Data =>
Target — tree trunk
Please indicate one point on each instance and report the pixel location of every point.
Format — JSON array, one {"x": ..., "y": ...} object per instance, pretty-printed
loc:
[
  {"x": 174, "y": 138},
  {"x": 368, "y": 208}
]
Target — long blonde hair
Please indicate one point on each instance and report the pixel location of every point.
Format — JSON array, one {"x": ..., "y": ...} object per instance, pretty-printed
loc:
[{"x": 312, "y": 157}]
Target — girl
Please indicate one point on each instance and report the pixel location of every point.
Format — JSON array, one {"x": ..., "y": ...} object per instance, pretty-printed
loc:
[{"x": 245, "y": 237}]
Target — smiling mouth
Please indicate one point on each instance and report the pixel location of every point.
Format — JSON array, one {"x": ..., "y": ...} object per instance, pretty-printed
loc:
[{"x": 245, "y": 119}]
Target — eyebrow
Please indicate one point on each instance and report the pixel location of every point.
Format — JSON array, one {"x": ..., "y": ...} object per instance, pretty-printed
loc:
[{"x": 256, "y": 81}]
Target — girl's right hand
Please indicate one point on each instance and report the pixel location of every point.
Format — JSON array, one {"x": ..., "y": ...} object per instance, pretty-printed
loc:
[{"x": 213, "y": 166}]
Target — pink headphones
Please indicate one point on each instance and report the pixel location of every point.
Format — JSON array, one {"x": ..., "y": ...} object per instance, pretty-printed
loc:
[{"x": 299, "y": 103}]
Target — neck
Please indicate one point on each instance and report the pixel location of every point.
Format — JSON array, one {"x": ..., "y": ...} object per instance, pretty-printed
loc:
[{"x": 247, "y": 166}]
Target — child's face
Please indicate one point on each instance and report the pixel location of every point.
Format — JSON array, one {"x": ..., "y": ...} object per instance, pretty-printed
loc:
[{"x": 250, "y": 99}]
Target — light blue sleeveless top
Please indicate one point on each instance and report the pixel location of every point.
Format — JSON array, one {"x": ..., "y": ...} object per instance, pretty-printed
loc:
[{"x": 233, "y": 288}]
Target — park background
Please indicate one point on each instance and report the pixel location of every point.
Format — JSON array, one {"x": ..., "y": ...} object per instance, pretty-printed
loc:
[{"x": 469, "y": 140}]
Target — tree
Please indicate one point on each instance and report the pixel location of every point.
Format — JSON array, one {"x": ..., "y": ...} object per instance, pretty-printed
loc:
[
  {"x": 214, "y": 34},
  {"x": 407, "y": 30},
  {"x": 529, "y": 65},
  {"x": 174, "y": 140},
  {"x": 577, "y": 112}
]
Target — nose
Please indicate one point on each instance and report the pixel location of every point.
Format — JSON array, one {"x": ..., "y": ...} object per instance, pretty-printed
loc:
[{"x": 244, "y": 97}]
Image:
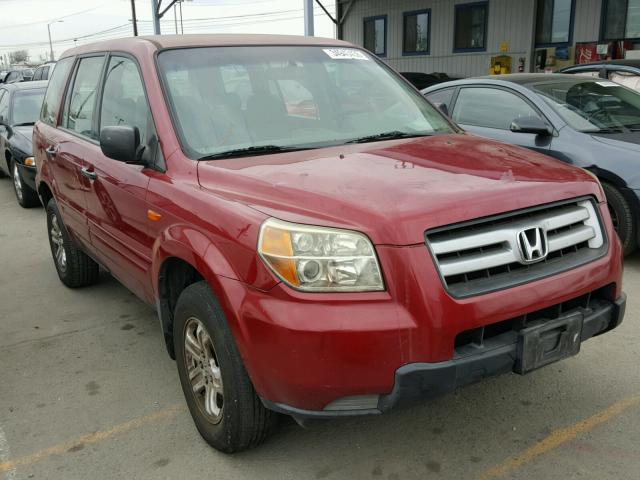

Task to carry out => Return each line from the rows above that contains the string "girl", copied unchanged. The match is case-sensitive.

Answer to the task =>
Target — girl
Target — girl's right hand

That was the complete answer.